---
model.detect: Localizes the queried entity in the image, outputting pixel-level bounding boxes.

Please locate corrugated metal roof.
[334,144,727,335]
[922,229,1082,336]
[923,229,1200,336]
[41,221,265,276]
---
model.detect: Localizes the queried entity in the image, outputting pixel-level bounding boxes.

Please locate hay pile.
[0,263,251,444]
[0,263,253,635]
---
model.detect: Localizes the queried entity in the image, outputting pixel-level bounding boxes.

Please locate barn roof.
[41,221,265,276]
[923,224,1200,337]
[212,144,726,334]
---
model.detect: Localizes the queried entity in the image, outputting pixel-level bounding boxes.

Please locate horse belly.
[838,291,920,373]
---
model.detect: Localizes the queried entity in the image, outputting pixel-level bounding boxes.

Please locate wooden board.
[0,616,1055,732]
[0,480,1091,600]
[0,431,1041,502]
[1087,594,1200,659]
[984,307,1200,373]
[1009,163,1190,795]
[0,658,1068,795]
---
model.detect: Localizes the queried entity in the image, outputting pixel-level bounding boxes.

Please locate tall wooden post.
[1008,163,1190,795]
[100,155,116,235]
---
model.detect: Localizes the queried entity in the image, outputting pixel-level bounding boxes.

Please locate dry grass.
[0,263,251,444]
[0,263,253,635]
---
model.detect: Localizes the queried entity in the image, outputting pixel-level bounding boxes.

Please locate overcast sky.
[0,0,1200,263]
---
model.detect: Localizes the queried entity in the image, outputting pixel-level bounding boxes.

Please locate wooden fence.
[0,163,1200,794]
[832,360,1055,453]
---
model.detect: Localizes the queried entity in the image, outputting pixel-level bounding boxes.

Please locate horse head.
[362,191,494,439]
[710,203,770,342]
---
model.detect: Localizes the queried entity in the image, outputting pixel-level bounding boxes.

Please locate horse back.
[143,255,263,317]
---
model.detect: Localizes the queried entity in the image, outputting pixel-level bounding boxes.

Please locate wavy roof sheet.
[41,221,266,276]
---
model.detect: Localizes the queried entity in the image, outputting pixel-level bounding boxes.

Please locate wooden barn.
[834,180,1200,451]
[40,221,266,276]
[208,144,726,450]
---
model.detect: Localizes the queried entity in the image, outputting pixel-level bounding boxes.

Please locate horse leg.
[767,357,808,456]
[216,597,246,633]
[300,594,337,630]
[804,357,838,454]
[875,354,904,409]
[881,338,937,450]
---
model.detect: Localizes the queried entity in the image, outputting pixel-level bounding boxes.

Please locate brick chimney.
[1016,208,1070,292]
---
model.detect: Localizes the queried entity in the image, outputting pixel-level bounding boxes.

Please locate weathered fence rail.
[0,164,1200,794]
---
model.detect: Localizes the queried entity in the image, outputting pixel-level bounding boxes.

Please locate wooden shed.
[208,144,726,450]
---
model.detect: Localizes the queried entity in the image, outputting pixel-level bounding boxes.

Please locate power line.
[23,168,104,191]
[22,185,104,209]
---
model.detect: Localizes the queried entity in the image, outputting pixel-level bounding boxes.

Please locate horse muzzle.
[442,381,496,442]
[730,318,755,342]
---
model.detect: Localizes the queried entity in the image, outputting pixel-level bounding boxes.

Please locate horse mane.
========
The task:
How many of the lines above contain the word "horse"? Uppercase and lowercase count as different, so count only matches with the same case, and reply with the number alone.

Result for this task:
6